The president of the court, Mr Justice George Birmingham had only managed to read out one part of the court’s ruling before the hearing descended into chaos.
Sitting with Mr Justice John Edwards and Ms Justice Máire Whelan, he said the court had no hesitation in dismissing an appeal Mr Burke had against an order made by Ms Justice Siobhan Stack last August.
At this point, Ammi Burke, a solicitor stood up and started to interrupt the judge, making comments about her brother’s “constitutional rights”.
She refused to stop talking or sit down when Mr Justice Birmingham instructed her to do so.
Several other members of the Burke family stood and began shouting up at the bench.
The loudest was Mr Burke’s mother Martina, who shouted: “You are bowing before the altar of transgenderism, every single one of you.”
She went on to make loud comments about judicial salaries.
The judges left the bench and remained in their chambers for around five minutes.
When they came back into the courtroom, Mr Justice Birmingham said he would continue reading out the judgement, but that if there were any further interruptions the court would rise again and the judgment would be issued electronically.

* Given data *
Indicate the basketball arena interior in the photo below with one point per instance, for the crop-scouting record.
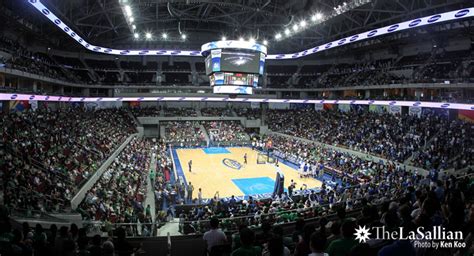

* The exercise *
Translate this sentence from the court hearing report into Spanish: "The judges left the bench and remained in their chambers for around five minutes." The listing isn't needed for this.

* Exercise result *
Los jueces abandonaron el estrado y permanecieron en sus despachos durante unos cinco minutos.